§ **Требования к заданию**
a. Ответьте по тексту о поездке в Елеонский монастырь на три вопроса:
(i) Откуда приехала в монастырь игумения Варвара?
(ii) Где поселили семью в монастыре?
(iii) Чем двое маленьких мальчиков выбили боковое стекло машины?
b. Продублируйте без изменений фрагмент текста о поездке в Елеонский монастырь, начиная со слов «Конечно, мне хотелось» и далее до слов «а будто парил.» включительно.

Православие.Ru | Дмитрий Сонин | 12.04.2017 |
Вспоминаю, как мы впервые были на Святой Земле. Приехали всей семьёй, то есть тогда ещё только с двумя маленькими детьми. В Иерусалиме нас пожалели и пустили пожить в Елеонском монастыре, колокольня которого возвышается на горе над старым городом. Вообще-то, я думаю, что пустили не столько из жалости, сколько благодаря Настёне нашей, с первого взгляда покорившей сердце матушки игумении. Была Настька тогда толстощёкая и круглоглазая, ходила ещё плохо, но с достоинством, на глупости не отвлекалась, но энергия в ней бурлила изрядная. Особенно явно это проявлялось во время еды, когда она, не в силах сдержать своего радостного возбуждения, двигалась, как непрерывно сжимающаяся и разжимающаяся пружина и, слегка подпрыгивая, болтала ногами под стулом. Обычно сдержанные сёстры расцветали в улыбках, глядя на неё, и, с лёгкой руки настоятельницы, иначе как «игуменьей» не называли. Настоятельницей монастыря была тогда игумения Варвара, приехавшая в монастырь, как и многие сёстры, из Австралии. Их родители ушли с русскими частями после гражданской войны сначала в Китай, а потом в Австралию.
Нас поселили в маленьком домике у ворот, и мы зажили тихой монастырской жизнью. По ночам, правда, по жестяной крыше домика скакали палестинские подростки, а днём у ворот горели автомобили наивных паломников из Америки, но все к этому, похоже, давно привыкли и не обращали особого внимания. Дети, уставшие от дневных паломничеств, обычно спокойно спали по ночам. Наша, взятая на прокат, машина стояла во дворе, за воротами. Правда, и нам однажды два маленьких мальчика высадили булыжником боковое стекло. Мы как раз проезжали через соседствующую с монастырём базарную площадь. Но, к счастью, камень зацепился за ободок двери и внутрь машины не попал. Только раздался звук, как от взрыва бомбы, да машина оказалась полной стёкол. Запомнились ещё улыбающиеся торговцы вокруг — мол, что поделаешь, дети шалят.
Конечно, мне хотелось причаститься в монастыре, но с детьми это было сделать непросто. Спасибо жене: однажды вечером она осталась в домике присматривать за детьми, а я отправился в монастырскую церковь один. Чувство у меня было непривычное, но приятное. Молитвенник я никакой и задачу свою в церкви видел всегда в стойком выстаивании церковных служб. Пусть не душой, или головой там, так хоть ногами поучаствовать. Почувствовать, как гудят ноги, как отекают и перестают гнуться пальцы на руках. Это был мой, пусть небольшой, пусть глупый, но вклад. Моё «делание».
И вот я стоял в храме Елеонского монастыря один, никто не сидел на руках, никто не тянул за штанины. Я чувствовал себя спринтером, которому отстегнули тренировочный парашютик за спиной. Я не стоял, а будто парил.

§ **Исходные данные**
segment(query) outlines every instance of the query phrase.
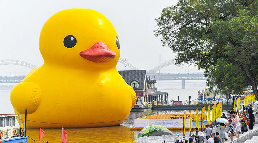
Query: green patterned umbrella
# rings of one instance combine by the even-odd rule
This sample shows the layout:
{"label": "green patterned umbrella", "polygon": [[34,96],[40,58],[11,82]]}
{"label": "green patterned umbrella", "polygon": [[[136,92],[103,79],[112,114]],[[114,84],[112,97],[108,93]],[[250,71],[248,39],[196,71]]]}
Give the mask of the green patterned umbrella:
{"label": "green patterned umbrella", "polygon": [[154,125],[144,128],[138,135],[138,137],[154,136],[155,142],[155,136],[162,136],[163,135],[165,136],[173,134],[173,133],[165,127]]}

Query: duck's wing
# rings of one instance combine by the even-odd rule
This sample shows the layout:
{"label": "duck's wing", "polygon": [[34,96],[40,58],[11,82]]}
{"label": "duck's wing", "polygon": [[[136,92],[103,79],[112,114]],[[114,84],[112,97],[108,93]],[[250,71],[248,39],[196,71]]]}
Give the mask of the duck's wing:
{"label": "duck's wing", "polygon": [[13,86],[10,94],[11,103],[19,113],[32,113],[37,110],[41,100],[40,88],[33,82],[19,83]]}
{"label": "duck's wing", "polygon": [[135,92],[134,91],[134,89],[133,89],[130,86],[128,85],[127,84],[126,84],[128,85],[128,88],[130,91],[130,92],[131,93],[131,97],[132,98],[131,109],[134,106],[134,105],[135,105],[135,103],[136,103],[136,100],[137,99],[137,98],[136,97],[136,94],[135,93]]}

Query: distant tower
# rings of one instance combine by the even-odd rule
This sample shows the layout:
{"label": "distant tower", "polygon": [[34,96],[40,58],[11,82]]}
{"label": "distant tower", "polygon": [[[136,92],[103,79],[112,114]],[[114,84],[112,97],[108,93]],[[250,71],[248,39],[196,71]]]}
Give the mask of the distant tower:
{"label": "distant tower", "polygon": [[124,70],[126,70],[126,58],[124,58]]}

--

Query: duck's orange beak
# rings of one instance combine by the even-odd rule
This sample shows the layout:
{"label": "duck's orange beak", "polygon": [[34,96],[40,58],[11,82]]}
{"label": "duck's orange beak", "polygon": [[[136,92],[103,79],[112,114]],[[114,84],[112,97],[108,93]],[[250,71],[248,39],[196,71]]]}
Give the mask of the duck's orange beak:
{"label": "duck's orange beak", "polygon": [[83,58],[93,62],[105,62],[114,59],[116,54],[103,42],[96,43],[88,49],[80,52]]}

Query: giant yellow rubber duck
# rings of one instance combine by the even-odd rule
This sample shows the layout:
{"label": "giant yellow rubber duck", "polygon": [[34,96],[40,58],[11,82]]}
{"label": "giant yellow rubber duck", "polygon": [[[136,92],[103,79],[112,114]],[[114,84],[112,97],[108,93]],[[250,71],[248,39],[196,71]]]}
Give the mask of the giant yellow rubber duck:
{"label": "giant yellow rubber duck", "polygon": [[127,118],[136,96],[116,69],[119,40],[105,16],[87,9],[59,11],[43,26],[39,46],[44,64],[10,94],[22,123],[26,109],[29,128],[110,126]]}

§ **Результаты выполнения**
a.
(i) Из Австралии.
(ii) В маленьком домике у ворот.
(iii) Булыжником.

b.
Конечно, мне хотелось причаститься в монастыре, но с детьми это было сделать непросто. Спасибо жене: однажды вечером она осталась в домике присматривать за детьми, а я отправился в монастырскую церковь один. Чувство у меня было непривычное, но приятное. Молитвенник я никакой и задачу свою в церкви видел всегда в стойком выстаивании церковных служб. Пусть не душой, или головой там, так хоть ногами поучаствовать. Почувствовать, как гудят ноги, как отекают и перестают гнуться пальцы на руках. Это был мой, пусть небольшой, пусть глупый, но вклад. Моё «делание».
И вот я стоял в храме Елеонского монастыря один, никто не сидел на руках, никто не тянул за штанины. Я чувствовал себя спринтером, которому отстегнули тренировочный парашютик за спиной. Я не стоял, а будто парил.